You are posing an excellent question and one that does not have an easy answer.  There is a hereditary component to alcoholism, addiction and many mental illnesses.  Of course, not everyone who develops depression, an anxiety disorder of other psychological problem has a history of mental illness in their family.  Still, the percentage of individuals likely to develop these kinds of problems is definitely higher when there is a family history.

Few people really take this into account when planning to have a family, but it is an important thing to keep in mind.  Couples in which one member’s family has a history of mental illness and the other spouse’s family does not have less of a chance of encountering these issues with their biological children than couples where both families have such histories.  So part of the answer depends on whether your partner also has this family history.

There is no way of guessing whether one or more of your children will suffer from a serious or disabling mental condition. Children may seem healthy and function well in childhood, but carry a genetic vulnerability or predisposition to depression, bipolar illness, or other conditions. Many of these problems do not manifest until adulthood and sometimes emerge in response to an extraordinary stressor or trauma in the person’s life.

Despite the unpredictability of whether your child is individually vulnerable, there are some things you can do to influence the likelihood of these problems manifesting in your child.  Good prenatal care and infant care are very important both for the healthy physical and psychological development of the child. A loving and well-educated approach to parenting the child throughout their young life also gives your child an advantage in dealing with an illness should it arise later in life.

**Check your understanding**
1) According to the passage on hereditary mental illness, when do many of these problems first appear?
2) Reproduce everything in the passage on hereditary mental illness from "Despite the unpredictability" down to "later in life.".
3) Extend the passage on hereditary mental illness, picking up after its final sentence.

**Supplied material**
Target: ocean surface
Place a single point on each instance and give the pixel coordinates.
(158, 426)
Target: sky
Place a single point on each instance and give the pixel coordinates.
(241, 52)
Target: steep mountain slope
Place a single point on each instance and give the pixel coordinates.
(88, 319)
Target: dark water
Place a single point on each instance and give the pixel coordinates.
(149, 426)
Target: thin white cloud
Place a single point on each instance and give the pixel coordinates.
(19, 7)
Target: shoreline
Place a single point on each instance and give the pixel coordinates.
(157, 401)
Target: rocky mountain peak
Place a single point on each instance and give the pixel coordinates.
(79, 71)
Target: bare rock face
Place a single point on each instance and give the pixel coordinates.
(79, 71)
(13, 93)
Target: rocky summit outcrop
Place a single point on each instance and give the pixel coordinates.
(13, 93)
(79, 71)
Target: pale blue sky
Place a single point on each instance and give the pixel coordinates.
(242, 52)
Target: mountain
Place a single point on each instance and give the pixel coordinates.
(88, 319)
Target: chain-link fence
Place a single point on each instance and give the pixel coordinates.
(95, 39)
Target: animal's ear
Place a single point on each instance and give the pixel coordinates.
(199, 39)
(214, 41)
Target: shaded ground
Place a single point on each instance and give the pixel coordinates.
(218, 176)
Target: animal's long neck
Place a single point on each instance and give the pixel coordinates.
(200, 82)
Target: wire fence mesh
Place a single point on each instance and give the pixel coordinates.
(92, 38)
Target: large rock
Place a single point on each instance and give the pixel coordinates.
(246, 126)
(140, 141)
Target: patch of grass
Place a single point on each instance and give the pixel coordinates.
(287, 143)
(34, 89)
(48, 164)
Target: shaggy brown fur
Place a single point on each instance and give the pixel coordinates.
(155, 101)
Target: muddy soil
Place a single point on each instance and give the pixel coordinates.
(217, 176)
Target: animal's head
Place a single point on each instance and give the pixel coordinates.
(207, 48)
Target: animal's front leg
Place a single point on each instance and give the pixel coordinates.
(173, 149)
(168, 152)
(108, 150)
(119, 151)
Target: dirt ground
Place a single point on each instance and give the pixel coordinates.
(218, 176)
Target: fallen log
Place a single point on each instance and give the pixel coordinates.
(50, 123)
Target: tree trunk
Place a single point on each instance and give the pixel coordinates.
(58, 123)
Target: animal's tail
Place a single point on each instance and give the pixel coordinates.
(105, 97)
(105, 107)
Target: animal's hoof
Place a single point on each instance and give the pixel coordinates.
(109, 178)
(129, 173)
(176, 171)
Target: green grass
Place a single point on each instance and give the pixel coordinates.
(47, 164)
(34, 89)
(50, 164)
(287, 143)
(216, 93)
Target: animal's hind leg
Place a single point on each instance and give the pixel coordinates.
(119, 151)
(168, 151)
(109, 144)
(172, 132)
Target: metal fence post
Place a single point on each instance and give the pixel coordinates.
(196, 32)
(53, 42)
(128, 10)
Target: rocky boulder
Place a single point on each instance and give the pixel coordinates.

**Answers for the tasks**
1) Many do not manifest until adulthood, sometimes emerging in response to an extraordinary stressor or trauma.

2)
Despite the unpredictability of whether your child is individually vulnerable, there are some things you can do to influence the likelihood of these problems manifesting in your child.  Good prenatal care and infant care are very important both for the healthy physical and psychological development of the child. A loving and well-educated approach to parenting the child throughout their young life also gives your child an advantage in dealing with an illness should it arise later in life.

3)
At an age-appropriate juncture, it would be wise to talk honestly and non-judgmentally about the family’s history of mental problems just as you might discuss a history of heart disease or diabetes in your family, conditions which also have a hereditary component.  The important thing is to let your child know about the existence of this history and to let them know that while they are unlikely to develop such a problem, it is important that if they start to feel like they are having trouble coping or turning to substances to cope, they should pay attention and talk to you about it sooner rather than later because there are treatments that can nip these problems in the bud. This can save you and your child many days, months or years of suffering.

It is not necessary to avoid having children because of having such a family history, but this is a very individual decision. Some people don’t want to take the chance of passing these difficulties along to any offspring they may have biologically.  Adoption is also an option for creating a family, but it is just as important to know health and mental health histories of the biological parents of an adopted child as it is for thinking through the decision to have biological children.  All in all, having children is always risky, but most people decide it is well worth all that is sacrificed and all that is not known to have the joy of creating a family.